### MATERIAL FOR THIS TASK

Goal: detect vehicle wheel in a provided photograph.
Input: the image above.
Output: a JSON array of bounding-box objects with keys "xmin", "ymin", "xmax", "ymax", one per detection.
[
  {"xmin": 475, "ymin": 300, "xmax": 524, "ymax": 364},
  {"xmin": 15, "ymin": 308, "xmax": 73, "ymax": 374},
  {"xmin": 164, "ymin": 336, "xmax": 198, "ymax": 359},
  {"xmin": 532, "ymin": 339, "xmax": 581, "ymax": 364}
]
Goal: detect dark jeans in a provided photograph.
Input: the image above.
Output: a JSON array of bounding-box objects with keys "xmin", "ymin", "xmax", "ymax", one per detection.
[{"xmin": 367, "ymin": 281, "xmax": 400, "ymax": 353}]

--

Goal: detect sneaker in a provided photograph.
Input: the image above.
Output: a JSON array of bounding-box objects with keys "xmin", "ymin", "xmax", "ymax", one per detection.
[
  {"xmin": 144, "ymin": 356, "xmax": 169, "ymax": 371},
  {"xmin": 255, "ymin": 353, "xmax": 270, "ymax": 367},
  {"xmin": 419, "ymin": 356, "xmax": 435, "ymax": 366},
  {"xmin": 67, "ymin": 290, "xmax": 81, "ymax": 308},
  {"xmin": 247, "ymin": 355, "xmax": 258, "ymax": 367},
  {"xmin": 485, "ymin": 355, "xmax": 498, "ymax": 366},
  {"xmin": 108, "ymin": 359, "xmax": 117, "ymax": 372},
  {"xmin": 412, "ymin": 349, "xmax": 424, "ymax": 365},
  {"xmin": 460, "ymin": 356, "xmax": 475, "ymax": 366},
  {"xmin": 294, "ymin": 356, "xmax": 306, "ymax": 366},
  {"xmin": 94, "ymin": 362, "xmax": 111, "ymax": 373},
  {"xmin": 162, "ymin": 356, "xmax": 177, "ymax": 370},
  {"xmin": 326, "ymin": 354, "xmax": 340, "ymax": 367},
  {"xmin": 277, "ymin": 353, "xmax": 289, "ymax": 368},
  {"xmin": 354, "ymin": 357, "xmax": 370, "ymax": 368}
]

### TASK REQUIREMENTS
Look through the entries and copy every line in which the string "photograph" appears.

### EXERCISE RESPONSE
Goal: detect vehicle wheel in a provided photograph.
Goal: detect dark jeans in a provided photograph.
Goal: detect sneaker in a provided photograph.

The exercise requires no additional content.